→ **Work instructions**:
Reproduce the material starting at the line containing "Outline white sneaker." and ending at the line containing "453, 528, 480]]", both included, requests and all. Multiply every bounding-box coordinate in the answers by 0.3 and round to whole numbers, with halves rounding up.

==================================================

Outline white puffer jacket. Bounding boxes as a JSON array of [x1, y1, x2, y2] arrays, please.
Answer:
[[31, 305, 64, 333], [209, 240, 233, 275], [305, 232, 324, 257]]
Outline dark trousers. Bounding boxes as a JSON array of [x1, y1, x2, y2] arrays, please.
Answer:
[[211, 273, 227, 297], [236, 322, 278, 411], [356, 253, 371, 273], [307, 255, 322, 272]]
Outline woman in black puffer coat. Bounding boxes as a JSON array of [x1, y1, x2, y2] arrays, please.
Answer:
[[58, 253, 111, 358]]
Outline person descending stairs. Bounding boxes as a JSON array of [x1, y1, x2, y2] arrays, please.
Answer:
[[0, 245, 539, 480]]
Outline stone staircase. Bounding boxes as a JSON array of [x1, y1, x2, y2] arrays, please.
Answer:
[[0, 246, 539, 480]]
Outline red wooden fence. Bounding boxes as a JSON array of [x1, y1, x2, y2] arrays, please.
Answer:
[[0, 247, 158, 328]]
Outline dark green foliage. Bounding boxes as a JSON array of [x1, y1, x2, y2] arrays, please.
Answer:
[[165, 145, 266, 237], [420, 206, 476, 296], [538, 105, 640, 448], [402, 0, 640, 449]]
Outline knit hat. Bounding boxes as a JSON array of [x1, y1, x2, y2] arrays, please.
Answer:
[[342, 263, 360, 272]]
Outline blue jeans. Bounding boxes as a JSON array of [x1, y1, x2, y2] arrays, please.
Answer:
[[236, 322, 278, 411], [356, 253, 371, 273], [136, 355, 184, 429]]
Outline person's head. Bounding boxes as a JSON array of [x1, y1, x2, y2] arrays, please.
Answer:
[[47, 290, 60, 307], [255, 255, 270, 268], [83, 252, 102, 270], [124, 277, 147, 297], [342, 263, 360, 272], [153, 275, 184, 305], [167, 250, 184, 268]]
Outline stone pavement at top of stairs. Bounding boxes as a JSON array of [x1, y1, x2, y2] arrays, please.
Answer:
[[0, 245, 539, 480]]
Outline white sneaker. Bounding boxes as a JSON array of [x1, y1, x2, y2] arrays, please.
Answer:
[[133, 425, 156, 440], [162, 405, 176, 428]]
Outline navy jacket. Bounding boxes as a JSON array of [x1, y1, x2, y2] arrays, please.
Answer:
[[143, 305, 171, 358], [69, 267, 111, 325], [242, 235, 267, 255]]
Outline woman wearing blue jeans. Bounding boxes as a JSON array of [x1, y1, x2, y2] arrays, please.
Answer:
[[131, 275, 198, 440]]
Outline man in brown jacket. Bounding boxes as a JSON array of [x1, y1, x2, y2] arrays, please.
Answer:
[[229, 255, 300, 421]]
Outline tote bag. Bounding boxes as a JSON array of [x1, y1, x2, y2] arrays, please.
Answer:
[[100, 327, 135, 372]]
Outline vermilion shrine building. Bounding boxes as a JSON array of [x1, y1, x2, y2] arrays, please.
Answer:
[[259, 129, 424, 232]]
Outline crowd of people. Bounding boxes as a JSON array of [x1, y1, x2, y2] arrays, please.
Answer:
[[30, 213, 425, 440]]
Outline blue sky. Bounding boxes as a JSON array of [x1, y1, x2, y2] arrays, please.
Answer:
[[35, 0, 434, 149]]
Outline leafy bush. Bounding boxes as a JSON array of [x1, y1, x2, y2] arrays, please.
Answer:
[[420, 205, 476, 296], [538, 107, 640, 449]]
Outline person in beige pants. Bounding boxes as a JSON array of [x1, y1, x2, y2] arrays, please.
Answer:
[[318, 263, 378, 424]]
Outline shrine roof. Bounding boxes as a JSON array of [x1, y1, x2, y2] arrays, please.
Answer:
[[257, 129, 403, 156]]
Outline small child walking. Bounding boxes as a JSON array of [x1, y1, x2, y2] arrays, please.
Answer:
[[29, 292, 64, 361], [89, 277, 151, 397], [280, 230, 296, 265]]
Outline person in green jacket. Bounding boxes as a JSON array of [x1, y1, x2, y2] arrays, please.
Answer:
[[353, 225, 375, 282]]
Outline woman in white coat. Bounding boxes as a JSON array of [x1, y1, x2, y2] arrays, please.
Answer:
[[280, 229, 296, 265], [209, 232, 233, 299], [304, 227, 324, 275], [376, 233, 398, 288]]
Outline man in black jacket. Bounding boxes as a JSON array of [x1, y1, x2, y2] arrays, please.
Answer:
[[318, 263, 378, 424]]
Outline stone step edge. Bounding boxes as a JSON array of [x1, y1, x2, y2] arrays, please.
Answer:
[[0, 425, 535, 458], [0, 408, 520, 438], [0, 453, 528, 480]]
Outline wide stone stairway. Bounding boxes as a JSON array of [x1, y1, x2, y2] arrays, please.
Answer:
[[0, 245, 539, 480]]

==================================================

→ **Full response**:
Outline white sneaker. Bounding boxes as a JSON array of [x1, y1, x2, y2] arrays, please.
Answer:
[[40, 128, 47, 132], [49, 122, 53, 128]]
Outline navy jacket. Bounding boxes as a JSON array of [x1, y1, x2, y2] arrays, please.
Answer:
[[43, 92, 51, 107], [21, 80, 33, 98], [73, 71, 80, 77]]
Outline woman wearing blue jeans. Bounding boxes as a JSON array of [x1, y1, x2, y2] arrays, please.
Answer:
[[39, 83, 59, 132]]
Outline man in brown jacket. Bounding boxes as a JSON array of [x1, y1, x2, y2] arrays, please.
Answer:
[[69, 77, 90, 126]]
Outline tote bag. Bounding boxes as a JSON array of [x1, y1, x2, y2] arrays, please.
Answer:
[[30, 98, 41, 112]]
Outline vermilion shrine building. Bounding boxes as a JSON array of [x1, y1, x2, y2] arrays, please.
Answer:
[[78, 39, 127, 70]]
Outline crowd of people. Bounding boxes as a JSON array of [x1, y1, x2, y2] arrays, please.
Answer:
[[9, 64, 128, 132]]
Outline blue sky. Bounding boxes as a JSON array of [x1, y1, x2, y2] arrays, please.
Answer:
[[11, 0, 130, 45]]
Outline leafy bush. Bounding boxes as a JSON array of [x1, y1, x2, y2] arrays, please.
Answer:
[[126, 62, 143, 89], [161, 32, 192, 135]]
Outline person in beige pants. Bounding boxes as a JSON array of [x1, y1, x2, y2] arrays, please.
Answer:
[[95, 79, 113, 127]]
Outline shrine roof. Bounding boxes as a JSON array of [x1, y1, x2, y2] arrays, please.
Answer:
[[77, 39, 121, 47]]
Outline small child walking. Bounding boxes as a JSON array of [x1, y1, x2, y2] arrays, please.
Answer:
[[9, 88, 19, 108], [27, 83, 45, 119], [84, 69, 89, 80]]
Outline person in green jacket. Bounding boxes as a JSON array of [x1, y1, x2, y2] arrays, please.
Answer:
[[106, 68, 113, 85]]
Outline woman in white coat. Bounding boxes as a JSON array of [x1, y1, x2, y2] arrays, please.
Answer:
[[84, 69, 89, 80], [63, 70, 70, 90], [91, 68, 97, 83], [113, 70, 119, 86]]
Outline man in black jacket. Bounding boxes as a JSON array of [x1, y1, x2, y2] arrays, please.
Answer:
[[95, 79, 113, 127]]
Outline stone step edge. Bounding boxes as a JSON array of [x1, y1, x2, y2] arrays, please.
Answer:
[[0, 128, 161, 137], [0, 122, 156, 131], [0, 136, 158, 144]]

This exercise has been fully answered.